__Work to do__
Return, word for word, the lines of the records that start at the line containing "# point at: moss-covered" and end at the final line of the records, with both of those lines included. Return no other lines.

-- Start of Raw records --

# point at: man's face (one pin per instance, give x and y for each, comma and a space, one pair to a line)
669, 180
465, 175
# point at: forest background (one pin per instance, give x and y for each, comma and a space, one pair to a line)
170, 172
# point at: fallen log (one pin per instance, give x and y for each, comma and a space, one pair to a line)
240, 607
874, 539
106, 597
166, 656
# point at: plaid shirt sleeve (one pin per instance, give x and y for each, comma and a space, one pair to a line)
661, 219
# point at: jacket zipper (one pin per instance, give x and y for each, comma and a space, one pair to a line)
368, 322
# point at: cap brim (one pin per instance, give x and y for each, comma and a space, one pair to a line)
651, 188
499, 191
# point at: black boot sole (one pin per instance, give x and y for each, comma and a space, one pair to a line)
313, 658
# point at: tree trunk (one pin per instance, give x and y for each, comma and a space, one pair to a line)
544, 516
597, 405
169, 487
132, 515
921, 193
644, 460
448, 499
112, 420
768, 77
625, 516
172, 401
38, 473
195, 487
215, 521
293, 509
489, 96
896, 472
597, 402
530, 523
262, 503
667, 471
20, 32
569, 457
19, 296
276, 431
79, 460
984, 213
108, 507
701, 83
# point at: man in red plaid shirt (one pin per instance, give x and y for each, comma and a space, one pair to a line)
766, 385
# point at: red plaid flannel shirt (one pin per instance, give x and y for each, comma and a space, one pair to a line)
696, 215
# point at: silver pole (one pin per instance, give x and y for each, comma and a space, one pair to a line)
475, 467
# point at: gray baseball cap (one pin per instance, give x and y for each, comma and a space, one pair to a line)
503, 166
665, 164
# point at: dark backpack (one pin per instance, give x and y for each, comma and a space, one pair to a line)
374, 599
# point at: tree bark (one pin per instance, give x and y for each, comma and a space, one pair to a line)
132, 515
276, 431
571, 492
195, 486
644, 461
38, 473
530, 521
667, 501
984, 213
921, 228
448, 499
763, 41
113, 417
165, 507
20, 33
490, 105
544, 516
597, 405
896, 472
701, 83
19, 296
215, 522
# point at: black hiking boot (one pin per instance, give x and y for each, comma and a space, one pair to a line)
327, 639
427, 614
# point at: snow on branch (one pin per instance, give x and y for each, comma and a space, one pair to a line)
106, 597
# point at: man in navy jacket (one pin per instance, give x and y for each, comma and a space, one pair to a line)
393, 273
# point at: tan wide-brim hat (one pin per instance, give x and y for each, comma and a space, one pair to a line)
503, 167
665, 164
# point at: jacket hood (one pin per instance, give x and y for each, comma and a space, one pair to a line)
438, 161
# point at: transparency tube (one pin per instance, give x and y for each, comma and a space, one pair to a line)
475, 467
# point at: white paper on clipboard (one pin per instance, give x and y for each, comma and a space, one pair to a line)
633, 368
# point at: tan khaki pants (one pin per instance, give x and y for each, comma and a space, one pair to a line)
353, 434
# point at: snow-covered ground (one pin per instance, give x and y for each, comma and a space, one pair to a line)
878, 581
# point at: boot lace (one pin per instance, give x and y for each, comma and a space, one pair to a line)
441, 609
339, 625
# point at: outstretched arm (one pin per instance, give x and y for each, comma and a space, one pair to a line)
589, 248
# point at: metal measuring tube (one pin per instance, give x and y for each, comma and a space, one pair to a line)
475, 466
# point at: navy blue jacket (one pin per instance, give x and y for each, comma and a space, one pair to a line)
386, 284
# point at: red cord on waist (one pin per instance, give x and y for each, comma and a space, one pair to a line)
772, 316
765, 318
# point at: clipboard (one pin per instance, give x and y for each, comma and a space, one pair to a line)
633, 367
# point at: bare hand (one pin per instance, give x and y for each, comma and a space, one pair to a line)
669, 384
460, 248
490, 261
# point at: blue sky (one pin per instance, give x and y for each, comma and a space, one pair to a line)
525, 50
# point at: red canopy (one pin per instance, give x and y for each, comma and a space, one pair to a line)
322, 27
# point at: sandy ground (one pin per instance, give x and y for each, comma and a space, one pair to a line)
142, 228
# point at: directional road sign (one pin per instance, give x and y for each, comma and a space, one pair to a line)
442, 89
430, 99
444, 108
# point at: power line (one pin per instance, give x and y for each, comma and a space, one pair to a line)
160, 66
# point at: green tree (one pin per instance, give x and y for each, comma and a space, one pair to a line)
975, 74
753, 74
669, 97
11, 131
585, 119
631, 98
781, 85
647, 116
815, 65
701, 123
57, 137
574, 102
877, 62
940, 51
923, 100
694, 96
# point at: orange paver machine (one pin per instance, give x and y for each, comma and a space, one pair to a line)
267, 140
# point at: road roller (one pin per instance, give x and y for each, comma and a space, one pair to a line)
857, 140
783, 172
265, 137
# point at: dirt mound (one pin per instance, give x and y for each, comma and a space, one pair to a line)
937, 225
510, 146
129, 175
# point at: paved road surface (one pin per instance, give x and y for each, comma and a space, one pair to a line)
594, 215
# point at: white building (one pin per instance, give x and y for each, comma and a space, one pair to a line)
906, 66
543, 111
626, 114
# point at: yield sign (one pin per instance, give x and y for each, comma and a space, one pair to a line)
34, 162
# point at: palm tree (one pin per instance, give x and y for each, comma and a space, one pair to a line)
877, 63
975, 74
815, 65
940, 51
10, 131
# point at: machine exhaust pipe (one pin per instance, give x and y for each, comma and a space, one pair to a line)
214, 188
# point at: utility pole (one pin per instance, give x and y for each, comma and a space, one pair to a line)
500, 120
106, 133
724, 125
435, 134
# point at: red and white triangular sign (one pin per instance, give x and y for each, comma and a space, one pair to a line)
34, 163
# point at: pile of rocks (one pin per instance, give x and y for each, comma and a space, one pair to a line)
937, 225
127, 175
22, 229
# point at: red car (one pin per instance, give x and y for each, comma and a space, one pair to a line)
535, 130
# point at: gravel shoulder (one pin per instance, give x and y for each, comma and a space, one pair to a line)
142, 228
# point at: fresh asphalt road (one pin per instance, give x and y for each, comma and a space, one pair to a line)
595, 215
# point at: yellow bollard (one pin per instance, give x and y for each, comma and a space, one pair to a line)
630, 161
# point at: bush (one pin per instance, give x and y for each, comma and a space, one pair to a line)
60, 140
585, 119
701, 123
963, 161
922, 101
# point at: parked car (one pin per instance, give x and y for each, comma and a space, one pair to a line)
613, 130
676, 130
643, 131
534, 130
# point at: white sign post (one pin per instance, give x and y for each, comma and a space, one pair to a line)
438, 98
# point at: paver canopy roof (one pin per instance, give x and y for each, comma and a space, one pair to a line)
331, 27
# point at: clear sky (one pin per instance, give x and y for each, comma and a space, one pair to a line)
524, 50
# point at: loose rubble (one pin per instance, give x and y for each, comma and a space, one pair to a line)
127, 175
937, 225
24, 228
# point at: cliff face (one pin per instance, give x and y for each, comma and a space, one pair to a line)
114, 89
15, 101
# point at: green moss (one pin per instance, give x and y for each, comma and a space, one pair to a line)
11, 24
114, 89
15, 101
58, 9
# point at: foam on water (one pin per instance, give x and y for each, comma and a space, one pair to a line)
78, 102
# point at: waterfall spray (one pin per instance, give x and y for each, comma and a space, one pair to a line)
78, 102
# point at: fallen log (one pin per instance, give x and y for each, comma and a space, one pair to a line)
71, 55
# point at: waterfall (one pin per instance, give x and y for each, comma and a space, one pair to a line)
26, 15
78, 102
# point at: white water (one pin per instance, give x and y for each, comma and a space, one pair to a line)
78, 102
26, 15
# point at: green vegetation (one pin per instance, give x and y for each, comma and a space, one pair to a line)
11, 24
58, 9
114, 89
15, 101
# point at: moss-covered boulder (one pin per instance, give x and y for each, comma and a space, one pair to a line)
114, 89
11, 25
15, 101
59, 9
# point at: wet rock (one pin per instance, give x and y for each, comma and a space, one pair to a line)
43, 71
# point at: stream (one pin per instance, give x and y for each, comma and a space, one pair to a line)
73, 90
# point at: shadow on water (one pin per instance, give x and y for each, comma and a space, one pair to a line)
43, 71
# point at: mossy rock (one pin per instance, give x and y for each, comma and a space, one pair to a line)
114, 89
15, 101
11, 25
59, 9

-- End of Raw records --

__Exercise response__
# point at: moss-covered boulder (one pin per instance, give x and y for each, comma and a space, one pair to a line)
114, 89
11, 25
15, 101
59, 9
# point at: wet rock (one pin per instance, give x and y for each, comma and a space, one pair to a line)
43, 71
# point at: stream (one pin per instance, give x and y for each, comma and a space, one pair to a line)
73, 90
# point at: shadow on water (one pin per instance, give x and y for each, comma and a space, one pair to a line)
43, 71
# point at: mossy rock (one pin per instance, give x and y for each, comma and a space, one pair to a line)
114, 89
15, 101
11, 25
59, 9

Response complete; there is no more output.